- Records:
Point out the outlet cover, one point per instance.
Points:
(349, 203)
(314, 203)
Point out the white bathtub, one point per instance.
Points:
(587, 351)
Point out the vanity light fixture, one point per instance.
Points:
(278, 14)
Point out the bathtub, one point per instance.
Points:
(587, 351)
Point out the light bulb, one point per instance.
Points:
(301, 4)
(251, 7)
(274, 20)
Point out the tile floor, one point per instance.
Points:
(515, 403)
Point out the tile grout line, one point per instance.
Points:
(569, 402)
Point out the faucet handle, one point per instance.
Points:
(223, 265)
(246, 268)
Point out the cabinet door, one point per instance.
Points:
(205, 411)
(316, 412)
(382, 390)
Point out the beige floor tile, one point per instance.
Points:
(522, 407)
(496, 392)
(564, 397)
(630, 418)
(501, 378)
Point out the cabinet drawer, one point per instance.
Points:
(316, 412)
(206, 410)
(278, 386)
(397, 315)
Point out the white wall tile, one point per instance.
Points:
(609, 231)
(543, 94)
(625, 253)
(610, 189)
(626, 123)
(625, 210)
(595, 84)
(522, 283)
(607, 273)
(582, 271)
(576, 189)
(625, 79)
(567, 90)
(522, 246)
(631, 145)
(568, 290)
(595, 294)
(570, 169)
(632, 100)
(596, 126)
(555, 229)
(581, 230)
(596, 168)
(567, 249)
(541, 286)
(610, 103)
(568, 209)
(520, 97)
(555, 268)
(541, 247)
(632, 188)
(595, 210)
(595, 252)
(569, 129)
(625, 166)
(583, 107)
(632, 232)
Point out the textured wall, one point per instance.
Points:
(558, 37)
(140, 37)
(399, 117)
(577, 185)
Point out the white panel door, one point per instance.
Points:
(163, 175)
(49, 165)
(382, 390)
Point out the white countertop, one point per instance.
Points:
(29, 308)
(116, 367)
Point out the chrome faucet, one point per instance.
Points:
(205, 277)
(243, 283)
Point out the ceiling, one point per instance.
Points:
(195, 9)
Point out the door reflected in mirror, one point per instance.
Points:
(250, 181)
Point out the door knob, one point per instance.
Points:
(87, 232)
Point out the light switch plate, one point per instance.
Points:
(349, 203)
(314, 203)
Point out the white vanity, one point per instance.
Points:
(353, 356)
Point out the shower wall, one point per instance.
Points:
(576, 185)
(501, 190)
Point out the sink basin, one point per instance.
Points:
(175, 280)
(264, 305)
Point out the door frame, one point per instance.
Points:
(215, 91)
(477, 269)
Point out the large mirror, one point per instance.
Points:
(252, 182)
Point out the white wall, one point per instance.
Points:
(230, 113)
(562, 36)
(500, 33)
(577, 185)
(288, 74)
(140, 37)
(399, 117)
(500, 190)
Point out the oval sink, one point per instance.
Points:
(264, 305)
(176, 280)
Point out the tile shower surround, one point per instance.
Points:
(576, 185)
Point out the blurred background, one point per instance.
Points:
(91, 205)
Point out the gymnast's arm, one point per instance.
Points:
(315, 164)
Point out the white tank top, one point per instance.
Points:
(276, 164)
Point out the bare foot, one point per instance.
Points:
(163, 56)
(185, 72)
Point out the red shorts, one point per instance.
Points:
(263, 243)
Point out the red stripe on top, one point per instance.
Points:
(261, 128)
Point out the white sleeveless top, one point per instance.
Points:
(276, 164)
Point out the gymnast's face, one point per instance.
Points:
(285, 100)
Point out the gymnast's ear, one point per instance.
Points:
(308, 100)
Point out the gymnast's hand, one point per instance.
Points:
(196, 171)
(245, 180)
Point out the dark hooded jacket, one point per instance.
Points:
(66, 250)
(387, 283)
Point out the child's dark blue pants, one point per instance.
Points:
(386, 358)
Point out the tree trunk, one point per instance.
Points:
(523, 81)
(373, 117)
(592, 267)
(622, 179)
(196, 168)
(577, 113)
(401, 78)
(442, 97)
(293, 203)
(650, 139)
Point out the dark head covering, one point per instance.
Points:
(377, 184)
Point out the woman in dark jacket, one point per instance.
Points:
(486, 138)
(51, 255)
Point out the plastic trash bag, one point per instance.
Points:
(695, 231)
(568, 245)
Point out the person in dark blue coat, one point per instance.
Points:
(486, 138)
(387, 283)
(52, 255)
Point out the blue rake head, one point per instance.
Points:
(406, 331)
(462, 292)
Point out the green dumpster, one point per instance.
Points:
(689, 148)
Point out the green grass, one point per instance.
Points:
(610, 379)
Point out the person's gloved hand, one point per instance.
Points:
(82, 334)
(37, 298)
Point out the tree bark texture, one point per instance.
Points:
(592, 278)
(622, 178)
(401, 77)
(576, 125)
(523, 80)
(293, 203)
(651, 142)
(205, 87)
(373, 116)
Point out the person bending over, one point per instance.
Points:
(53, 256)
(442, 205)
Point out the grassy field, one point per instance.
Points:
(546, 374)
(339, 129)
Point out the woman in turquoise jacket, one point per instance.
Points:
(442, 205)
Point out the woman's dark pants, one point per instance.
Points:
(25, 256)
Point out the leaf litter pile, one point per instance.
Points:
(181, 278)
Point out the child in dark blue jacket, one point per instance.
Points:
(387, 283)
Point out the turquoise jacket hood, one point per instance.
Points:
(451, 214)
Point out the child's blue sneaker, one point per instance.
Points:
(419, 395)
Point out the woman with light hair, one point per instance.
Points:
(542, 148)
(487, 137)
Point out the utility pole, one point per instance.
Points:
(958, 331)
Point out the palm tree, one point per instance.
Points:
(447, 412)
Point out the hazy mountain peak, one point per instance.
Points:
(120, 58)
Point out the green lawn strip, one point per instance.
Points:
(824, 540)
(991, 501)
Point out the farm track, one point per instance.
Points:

- What needs to be done: After counting the lines above that include the word "white", give only the number.

- Result of the exercise: 8